> Records from a dataset:

+++

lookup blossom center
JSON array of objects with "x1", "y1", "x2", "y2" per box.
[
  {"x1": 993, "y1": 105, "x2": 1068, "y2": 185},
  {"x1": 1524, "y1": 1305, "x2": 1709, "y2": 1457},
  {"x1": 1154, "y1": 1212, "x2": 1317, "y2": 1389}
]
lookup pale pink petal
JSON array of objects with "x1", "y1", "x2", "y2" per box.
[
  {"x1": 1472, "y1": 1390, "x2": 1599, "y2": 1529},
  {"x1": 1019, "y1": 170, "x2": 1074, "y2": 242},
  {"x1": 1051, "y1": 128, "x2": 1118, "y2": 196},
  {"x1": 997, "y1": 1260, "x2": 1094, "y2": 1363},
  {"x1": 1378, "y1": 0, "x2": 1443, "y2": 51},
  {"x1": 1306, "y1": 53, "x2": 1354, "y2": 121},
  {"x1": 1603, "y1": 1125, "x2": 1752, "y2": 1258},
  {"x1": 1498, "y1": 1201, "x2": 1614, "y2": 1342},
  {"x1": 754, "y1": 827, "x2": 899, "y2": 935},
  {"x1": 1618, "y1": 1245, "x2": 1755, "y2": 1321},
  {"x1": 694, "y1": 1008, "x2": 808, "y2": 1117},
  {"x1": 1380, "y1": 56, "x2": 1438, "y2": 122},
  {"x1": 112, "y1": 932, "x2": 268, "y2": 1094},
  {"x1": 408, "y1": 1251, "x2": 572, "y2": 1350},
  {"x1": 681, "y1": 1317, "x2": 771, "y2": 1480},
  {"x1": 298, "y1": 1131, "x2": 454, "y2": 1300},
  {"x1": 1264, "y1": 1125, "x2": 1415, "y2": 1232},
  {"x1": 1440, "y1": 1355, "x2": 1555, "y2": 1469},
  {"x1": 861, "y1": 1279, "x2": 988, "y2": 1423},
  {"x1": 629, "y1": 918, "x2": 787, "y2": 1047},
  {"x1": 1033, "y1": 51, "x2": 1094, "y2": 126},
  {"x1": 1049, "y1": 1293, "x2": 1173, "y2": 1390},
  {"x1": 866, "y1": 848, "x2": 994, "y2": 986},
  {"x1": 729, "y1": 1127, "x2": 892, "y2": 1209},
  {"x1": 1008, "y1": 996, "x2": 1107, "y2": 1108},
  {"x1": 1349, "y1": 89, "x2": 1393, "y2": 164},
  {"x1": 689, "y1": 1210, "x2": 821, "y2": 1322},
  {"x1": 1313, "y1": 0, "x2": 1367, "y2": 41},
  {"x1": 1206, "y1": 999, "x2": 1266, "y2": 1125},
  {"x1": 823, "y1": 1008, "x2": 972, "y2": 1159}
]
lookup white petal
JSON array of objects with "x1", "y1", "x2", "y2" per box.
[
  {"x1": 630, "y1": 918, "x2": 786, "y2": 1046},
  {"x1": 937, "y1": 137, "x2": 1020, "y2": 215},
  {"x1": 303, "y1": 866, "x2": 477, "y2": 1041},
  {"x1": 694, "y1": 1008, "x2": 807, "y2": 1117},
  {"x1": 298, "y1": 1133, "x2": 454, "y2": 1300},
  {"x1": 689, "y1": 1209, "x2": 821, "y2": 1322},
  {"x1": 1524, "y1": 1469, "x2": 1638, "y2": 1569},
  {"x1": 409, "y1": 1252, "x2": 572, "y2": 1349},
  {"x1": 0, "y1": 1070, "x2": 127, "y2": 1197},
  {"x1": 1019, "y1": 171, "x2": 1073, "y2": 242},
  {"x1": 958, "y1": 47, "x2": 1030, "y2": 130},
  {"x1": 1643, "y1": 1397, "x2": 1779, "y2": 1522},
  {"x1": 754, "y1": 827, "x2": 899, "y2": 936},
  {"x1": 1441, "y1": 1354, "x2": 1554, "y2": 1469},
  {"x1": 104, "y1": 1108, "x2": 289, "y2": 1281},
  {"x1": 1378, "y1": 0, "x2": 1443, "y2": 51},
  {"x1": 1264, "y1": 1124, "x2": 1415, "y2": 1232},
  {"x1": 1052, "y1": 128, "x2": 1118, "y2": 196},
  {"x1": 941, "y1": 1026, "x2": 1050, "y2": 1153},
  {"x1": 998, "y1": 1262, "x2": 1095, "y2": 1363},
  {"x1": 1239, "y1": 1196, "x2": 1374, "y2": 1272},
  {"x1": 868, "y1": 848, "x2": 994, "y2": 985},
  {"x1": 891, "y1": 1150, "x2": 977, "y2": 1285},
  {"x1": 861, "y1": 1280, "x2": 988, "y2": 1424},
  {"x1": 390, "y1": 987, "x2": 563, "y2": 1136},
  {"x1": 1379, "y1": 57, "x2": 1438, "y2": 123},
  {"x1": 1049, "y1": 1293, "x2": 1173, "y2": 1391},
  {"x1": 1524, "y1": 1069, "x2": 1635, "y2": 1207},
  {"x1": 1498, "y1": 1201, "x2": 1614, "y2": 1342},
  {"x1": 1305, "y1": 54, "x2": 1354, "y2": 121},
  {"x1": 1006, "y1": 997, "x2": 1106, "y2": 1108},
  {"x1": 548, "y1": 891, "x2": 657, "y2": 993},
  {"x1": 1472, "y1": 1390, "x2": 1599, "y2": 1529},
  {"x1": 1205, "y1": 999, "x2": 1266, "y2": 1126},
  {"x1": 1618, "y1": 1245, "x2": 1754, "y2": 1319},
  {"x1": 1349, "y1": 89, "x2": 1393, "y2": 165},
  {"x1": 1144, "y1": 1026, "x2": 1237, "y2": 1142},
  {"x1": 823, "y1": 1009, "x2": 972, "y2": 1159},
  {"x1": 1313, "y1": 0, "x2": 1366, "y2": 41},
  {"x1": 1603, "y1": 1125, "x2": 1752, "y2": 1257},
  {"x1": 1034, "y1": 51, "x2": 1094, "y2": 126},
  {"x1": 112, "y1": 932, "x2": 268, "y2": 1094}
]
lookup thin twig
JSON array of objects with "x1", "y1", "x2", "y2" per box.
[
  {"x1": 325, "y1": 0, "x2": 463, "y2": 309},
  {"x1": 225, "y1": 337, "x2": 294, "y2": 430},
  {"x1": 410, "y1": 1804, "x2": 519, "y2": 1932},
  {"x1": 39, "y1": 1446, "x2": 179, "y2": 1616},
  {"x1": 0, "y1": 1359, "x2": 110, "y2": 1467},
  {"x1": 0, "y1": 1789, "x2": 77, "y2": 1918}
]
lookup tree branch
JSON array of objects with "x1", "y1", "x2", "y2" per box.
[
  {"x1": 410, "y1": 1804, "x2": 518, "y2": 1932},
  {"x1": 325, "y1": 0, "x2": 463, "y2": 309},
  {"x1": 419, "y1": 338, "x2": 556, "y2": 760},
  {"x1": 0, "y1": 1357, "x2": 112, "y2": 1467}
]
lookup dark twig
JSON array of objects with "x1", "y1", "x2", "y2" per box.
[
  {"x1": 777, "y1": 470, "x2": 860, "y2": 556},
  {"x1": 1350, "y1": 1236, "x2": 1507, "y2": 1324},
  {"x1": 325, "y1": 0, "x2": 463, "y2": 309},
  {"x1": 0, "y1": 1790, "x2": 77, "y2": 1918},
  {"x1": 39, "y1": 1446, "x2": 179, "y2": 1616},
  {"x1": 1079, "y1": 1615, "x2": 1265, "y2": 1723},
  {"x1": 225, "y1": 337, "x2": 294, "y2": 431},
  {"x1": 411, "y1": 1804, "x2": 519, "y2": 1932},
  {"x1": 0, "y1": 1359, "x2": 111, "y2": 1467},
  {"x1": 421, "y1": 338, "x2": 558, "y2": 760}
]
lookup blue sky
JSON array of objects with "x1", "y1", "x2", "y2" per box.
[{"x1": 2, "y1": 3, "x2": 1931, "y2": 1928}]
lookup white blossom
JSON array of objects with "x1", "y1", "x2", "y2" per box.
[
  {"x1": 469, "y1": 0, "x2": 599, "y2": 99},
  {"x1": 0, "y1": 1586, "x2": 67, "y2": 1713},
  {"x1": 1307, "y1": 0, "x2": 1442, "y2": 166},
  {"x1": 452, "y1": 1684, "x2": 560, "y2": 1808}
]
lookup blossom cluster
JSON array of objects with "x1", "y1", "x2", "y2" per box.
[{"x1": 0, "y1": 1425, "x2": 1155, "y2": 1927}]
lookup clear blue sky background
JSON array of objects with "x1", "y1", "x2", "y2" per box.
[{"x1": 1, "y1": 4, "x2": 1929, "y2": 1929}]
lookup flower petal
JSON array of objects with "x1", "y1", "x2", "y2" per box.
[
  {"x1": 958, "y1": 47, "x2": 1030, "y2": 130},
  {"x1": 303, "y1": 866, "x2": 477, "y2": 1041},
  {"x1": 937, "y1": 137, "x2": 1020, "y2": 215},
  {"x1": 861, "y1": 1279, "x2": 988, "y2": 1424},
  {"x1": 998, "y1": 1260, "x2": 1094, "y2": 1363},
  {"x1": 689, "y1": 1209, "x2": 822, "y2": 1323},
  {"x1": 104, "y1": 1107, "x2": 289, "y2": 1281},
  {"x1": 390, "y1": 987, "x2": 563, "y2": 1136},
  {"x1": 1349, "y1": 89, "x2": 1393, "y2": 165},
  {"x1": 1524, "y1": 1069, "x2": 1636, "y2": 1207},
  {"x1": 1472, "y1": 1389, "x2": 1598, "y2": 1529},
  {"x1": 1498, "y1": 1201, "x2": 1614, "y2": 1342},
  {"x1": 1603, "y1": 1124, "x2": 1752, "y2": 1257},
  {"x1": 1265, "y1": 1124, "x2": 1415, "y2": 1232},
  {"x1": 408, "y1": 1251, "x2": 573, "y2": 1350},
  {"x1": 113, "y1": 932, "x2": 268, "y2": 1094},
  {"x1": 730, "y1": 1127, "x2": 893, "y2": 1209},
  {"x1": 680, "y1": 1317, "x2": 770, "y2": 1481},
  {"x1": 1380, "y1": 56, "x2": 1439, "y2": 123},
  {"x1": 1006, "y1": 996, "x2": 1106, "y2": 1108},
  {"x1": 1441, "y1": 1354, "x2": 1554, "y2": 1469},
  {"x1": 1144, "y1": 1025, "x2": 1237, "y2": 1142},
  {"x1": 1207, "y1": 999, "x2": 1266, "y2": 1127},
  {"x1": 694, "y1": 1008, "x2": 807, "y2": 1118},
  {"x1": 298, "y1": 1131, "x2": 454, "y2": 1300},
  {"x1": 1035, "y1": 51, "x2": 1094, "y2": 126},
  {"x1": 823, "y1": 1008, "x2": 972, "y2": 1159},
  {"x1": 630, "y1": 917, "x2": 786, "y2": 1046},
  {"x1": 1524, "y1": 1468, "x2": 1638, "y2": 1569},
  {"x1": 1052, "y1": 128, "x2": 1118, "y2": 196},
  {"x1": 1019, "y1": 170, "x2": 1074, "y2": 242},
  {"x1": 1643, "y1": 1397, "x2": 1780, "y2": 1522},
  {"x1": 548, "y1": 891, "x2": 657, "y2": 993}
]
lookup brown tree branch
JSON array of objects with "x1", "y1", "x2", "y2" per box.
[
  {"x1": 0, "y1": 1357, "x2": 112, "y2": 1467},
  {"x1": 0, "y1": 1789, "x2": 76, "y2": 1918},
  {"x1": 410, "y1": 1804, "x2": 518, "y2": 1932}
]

+++

> Problem to solve:
Beginning with the opening line above, retype the records exactly through the line with "lookup pale pink petal", both ends included.

> Written answer:
lookup blossom center
JSON array of objects with "x1", "y1", "x2", "y2" per box.
[
  {"x1": 993, "y1": 105, "x2": 1068, "y2": 185},
  {"x1": 1524, "y1": 1305, "x2": 1709, "y2": 1457},
  {"x1": 1154, "y1": 1212, "x2": 1317, "y2": 1389}
]
lookup pale pink petal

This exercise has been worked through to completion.